TEXTAUSZUG:
##############################
Rivera Garza: Seit mir meine Schwester genommen
wurde, besteht ein nicht abreißender Gesprächsfaden zwischen uns. Sie ist zu
einem unterirdischen Fluss in meinem Leben geworden. Oft wird über
Trauer als Verlust gesprochen. Ich bin jedoch an einer anderen Art der Trauer
interessiert: Trauer bedeutet für mich, ein aktives Gespräch mit dem verstorbenen Menschen zu führen und ihn dadurch zurückzuholen. Manchmal sagen die
Leute: „Komm darüber hinweg, beende die Trauer, mach weiter mit deinem Leben.“ Solche
Aussagen machen mich verrückt. Wer würde schon ein solches Gespräch beenden
wollen? Wer würde eine Person loslassen wollen, die Gutes in dein Leben bringt?

ZEIT: Ihr Buch erscheint nun in Deutschland, wo
Gewalt gegen Frauen zunimmt, aber Femizide bis heute nicht – wie etwa in Mexiko
– als eigenständiger Strafbestand erfasst werden
. Was kann Deutschland im Kampf
gegen Gewalt an Frauen von Mexiko lernen?
##############################
DIE DATEN:
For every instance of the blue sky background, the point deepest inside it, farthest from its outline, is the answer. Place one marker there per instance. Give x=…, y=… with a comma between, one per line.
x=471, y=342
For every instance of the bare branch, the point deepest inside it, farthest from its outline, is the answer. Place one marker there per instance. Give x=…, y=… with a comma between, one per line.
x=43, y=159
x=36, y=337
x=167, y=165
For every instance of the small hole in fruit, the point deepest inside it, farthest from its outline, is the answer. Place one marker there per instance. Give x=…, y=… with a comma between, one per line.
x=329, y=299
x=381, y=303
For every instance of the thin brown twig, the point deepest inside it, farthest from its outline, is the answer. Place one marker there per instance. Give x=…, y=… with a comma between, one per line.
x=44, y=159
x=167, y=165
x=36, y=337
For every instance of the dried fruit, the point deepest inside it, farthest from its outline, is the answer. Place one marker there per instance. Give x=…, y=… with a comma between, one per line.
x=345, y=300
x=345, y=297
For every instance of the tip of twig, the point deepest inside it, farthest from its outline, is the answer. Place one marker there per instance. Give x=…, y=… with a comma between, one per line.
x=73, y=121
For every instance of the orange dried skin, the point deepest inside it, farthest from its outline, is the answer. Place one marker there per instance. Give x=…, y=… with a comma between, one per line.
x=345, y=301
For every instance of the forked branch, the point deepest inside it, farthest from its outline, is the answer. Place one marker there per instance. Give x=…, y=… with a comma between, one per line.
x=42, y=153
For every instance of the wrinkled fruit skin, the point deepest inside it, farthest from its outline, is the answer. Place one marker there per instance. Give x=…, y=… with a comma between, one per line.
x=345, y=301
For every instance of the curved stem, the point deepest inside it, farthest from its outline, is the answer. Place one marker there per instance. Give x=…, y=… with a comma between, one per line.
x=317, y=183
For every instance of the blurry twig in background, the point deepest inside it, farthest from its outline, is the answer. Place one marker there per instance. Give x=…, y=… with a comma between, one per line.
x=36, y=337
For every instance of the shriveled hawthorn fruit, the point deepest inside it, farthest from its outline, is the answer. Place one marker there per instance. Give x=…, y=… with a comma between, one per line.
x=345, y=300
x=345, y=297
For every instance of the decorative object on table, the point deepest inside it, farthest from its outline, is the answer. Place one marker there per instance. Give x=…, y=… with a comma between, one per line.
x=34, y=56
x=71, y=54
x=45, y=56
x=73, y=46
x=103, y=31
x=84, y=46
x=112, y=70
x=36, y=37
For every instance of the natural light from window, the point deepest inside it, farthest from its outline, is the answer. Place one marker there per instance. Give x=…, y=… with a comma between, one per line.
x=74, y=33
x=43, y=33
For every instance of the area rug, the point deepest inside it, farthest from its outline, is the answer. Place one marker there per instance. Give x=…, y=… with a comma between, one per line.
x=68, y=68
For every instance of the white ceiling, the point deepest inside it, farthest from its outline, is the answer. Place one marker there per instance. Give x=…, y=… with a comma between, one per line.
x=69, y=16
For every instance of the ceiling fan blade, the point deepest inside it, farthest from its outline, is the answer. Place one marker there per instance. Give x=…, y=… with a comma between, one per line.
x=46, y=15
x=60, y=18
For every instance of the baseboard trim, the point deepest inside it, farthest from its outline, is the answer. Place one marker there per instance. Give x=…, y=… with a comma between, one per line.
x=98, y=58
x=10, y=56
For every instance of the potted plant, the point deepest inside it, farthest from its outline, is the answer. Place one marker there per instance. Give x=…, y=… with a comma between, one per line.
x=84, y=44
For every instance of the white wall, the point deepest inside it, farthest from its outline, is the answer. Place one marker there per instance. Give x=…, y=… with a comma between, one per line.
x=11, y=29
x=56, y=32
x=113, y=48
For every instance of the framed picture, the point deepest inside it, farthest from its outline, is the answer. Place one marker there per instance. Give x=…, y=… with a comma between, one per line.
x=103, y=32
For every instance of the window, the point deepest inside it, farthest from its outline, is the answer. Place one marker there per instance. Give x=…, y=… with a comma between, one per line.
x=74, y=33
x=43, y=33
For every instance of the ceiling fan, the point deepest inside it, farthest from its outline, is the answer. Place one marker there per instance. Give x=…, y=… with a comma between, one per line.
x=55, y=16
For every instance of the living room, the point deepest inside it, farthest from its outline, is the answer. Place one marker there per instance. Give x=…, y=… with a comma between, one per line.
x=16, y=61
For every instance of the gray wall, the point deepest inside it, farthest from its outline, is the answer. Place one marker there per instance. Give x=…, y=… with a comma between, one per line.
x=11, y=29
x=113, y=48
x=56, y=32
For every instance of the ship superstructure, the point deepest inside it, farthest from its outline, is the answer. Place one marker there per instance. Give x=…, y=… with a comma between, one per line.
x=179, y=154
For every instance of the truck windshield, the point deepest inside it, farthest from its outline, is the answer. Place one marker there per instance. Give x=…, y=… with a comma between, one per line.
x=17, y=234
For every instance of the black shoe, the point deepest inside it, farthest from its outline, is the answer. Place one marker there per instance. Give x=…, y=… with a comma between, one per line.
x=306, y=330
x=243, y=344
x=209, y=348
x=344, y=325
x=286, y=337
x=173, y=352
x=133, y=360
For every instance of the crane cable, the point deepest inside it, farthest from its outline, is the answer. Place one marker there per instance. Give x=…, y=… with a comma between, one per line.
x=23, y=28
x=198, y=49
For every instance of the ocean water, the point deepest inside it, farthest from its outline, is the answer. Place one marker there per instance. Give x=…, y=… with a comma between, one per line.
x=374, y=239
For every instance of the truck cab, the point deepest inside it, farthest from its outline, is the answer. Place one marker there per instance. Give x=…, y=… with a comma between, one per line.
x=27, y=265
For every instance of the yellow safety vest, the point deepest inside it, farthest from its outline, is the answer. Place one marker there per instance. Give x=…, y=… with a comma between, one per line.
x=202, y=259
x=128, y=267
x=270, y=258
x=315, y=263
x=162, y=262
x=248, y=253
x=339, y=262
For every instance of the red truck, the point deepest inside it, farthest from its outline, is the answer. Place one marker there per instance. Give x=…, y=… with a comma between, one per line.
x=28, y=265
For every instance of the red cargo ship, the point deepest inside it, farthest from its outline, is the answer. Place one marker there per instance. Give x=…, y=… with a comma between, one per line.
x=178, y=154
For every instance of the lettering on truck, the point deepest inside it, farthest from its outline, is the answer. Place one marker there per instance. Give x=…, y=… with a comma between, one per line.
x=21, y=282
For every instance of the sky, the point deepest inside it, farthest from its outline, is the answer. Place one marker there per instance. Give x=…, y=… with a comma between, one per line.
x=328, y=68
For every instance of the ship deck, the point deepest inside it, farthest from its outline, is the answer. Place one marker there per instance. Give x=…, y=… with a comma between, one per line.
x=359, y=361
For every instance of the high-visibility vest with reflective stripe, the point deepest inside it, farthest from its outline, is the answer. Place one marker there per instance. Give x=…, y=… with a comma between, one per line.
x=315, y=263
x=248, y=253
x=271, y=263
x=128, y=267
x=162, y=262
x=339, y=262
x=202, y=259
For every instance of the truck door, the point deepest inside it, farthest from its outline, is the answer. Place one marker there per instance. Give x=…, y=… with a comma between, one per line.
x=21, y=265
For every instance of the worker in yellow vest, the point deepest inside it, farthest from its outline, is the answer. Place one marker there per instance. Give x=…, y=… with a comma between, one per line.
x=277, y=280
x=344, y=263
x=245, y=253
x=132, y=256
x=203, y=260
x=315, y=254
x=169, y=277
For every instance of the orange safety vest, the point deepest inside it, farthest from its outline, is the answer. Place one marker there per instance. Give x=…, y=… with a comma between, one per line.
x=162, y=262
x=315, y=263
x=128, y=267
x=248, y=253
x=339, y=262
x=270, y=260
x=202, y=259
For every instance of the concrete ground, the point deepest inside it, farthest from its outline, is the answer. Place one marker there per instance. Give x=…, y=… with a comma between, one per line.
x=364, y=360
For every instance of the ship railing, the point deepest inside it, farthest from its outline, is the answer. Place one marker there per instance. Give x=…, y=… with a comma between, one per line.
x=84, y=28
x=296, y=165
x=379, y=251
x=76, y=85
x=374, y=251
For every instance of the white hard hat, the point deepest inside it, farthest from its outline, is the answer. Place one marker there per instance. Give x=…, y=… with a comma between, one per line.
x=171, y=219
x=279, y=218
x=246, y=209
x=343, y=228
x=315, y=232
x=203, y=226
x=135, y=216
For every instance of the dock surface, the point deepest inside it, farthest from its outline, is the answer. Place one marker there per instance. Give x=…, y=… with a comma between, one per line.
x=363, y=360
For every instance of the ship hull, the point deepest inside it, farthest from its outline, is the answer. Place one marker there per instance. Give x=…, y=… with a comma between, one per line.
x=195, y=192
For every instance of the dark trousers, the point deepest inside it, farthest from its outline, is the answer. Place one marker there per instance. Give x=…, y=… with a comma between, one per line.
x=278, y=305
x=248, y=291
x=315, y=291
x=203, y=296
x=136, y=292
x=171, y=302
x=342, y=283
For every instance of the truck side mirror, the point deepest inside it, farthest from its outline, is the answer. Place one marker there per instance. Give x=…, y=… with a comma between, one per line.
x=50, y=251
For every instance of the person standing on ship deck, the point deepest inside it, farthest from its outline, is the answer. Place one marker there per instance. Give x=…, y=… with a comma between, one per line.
##############################
AUFGABEN:
A) Beantworten Sie anhand des Interviewauszugs:
(i) Wozu ist die Schwester im Leben von Rivera Garza geworden?
(ii) Was bedeutet Trauer für Rivera Garza?
(iii) In welchem Land werden Femizide laut der Frage der ZEIT als eigenständiger Straftatbestand erfasst?
B) Schreiben Sie aus dem Interviewauszug den Abschnitt ab, der mit „ZEIT: Ihr Buch“ beginnt und bis einschließlich „von Mexiko lernen?“ reicht.
C) Nennen Sie alle Aufforderungen, die Leute laut dem Interviewauszug manchmal zu Rivera Garza sagen.
Die Zeilen sind eigenständiges Material und gehören nicht zum Interviewauszug.

LÖSUNGEN:
A)
(i) Zu einem unterirdischen Fluss.
(ii) Ein aktives Gespräch mit dem verstorbenen Menschen zu führen und ihn dadurch zurückzuholen.
(iii) In Mexiko.

B)
ZEIT: Ihr Buch erscheint nun in Deutschland, wo
Gewalt gegen Frauen zunimmt, aber Femizide bis heute nicht – wie etwa in Mexiko
– als eigenständiger Strafbestand erfasst werden
. Was kann Deutschland im Kampf
gegen Gewalt an Frauen von Mexiko lernen?

C)
Komm darüber hinweg
beende die Trauer
mach weiter mit deinem Leben